### Complete the following
1) According to the passage on fourth-quarter and 2023 results, what gives the company a platform for further growth in 2024? Answer in one to three sentences.
2) Carry on the passage on fourth-quarter and 2023 results, starting after its final sentence.

--- Selected passage Enclosed Below ---

During the fourth quarter, same-campus revenue growth was up 13.6%, while student starts grew 16%. We entered the new year with a student population of approximately 1,000 students higher than at the beginning of 2023, which provides us with a platform for further growth in 2024. While we executed our capital investment strategy during 2023 to complete the build-out of our new East Point campus in Atlanta, to begin the build-out of our new Houston campus, to implement the relocation programs of our Nashville and Philadelphia campus, as well as program extensions at four campuses, we finished the year with more than $80 million in cash and no debt. In addition, we recently closed on a new expanded credit facility, which can provide up to an additional $60 million of availability.

--- End of Enclosed Selected passage ---
--- Given entries Enclosed Below ---

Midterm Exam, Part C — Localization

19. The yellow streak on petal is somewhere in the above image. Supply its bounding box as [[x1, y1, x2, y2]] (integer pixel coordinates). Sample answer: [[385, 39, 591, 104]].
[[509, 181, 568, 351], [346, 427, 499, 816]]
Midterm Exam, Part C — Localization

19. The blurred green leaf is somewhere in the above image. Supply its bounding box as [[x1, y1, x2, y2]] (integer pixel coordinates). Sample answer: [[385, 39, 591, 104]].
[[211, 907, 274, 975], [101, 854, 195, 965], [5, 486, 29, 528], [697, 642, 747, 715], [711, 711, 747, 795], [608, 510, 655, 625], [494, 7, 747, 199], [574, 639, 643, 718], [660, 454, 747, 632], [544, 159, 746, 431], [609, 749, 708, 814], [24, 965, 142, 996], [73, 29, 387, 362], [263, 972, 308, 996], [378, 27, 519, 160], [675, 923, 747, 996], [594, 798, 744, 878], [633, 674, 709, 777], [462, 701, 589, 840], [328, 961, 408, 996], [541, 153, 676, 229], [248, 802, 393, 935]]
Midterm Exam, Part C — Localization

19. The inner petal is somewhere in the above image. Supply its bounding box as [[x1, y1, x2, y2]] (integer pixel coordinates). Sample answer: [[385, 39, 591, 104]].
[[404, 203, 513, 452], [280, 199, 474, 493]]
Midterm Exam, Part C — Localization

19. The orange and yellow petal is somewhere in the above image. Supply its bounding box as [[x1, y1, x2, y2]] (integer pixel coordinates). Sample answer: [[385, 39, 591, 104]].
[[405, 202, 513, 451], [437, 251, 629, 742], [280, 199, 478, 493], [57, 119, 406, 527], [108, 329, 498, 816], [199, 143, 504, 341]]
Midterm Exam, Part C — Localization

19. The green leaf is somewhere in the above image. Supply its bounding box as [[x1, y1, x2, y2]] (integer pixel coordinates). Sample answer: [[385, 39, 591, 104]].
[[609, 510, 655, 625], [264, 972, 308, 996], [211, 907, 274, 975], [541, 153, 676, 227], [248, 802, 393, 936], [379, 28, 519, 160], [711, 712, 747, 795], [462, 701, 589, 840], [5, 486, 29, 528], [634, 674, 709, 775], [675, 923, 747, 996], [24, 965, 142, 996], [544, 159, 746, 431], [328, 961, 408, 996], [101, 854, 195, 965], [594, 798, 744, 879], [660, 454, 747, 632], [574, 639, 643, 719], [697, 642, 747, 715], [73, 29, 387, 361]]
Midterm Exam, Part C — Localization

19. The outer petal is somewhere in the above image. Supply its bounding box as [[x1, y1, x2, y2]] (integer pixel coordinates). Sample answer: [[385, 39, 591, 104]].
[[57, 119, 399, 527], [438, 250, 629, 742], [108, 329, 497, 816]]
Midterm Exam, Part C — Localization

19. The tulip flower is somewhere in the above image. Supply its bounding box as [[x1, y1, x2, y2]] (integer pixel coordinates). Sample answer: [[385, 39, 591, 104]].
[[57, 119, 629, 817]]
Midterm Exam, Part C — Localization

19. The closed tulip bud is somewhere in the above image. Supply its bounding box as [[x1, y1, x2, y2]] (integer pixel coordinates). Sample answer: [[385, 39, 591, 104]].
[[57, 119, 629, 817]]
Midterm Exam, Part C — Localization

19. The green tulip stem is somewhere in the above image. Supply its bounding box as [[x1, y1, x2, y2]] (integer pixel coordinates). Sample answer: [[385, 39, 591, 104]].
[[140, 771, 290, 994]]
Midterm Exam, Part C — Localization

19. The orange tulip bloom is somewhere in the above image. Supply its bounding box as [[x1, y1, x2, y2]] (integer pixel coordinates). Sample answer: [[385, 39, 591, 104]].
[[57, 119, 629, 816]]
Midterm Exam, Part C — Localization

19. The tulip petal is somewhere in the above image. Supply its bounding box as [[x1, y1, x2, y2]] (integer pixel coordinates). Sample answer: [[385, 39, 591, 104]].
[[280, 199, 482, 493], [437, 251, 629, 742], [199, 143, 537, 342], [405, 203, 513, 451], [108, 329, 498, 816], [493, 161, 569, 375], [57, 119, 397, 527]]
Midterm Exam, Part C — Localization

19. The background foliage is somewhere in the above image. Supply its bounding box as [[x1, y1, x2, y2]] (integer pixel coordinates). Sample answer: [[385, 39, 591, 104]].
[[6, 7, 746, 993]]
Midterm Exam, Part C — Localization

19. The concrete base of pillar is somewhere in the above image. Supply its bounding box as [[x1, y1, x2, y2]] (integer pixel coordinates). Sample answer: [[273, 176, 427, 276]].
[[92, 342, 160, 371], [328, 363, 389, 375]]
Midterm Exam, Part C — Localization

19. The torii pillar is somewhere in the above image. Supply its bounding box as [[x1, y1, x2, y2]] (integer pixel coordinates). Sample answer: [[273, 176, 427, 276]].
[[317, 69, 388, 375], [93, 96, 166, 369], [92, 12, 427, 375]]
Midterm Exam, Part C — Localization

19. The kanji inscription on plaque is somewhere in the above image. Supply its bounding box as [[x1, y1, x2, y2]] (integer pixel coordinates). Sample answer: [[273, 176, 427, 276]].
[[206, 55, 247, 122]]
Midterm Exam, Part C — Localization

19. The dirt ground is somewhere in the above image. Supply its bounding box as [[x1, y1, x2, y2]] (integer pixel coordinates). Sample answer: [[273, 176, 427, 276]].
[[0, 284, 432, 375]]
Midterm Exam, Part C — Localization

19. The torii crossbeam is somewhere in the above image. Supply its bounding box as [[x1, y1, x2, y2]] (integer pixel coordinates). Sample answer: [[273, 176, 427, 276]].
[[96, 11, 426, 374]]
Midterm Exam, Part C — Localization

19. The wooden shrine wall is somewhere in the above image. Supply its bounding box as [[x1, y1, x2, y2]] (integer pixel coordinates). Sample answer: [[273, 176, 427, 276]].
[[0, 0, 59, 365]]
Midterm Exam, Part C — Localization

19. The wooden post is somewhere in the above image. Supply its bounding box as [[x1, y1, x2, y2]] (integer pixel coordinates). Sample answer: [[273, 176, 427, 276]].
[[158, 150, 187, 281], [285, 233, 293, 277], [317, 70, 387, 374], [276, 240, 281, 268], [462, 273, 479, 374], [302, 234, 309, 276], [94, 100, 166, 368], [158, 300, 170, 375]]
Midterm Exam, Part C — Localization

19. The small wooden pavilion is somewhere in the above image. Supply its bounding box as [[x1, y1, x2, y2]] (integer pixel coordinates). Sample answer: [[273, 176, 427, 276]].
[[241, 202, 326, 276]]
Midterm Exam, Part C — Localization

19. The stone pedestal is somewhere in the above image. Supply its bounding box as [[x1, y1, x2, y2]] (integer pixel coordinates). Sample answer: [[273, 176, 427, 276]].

--- End of Enclosed Given entries ---

### Task results
1) The company entered the new year with a student population about 1,000 students higher than at the beginning of 2023. The passage says this larger student base gives it a platform for further growth in 2024.

2)
Lincoln is in the best financial condition of the company's recent history and extremely well-positioned to execute our future capital investment plans for growth. Our exceptional fourth quarter top-line growth is being driven by our strong student starts and the highest level of student retention in Lincoln's recent history, and 5.4% increase in average revenue per student. Our hybrid instructional platform, or Lincoln 10.0, is a key driver of this increase in average revenue per student and has been incorporated into approximately three-quarters of our adaptable programs. While it will be the first half of 2025 before Lincoln 10.0 is fully implemented, we do expect some bottom-line efficiencies emerging during the second half of 2024 in the form of lower instructional costs as a percentage of revenue.

The new model combines hands-on learning and campus facilities with a greater component of classroom work delivered through online instruction. The model enables our students to work part-time or manage other commitments while pursuing their Lincoln education and is specifically designed to help a higher percentage of students to graduate. As I mentioned a few moments ago, during the fourth quarter, Lincoln achieved our highest level of student retention in more than a decade, and we believe the biggest contributing factor to this development is the implementation of Lincoln 10.0. Another key factor behind our student start growth is the continued increase of leads generated by our marketing programs. This lead generation is occurring across the board, both geographically and from a curriculum perspective, and is accompanied by a healthy conversion rate of these leads.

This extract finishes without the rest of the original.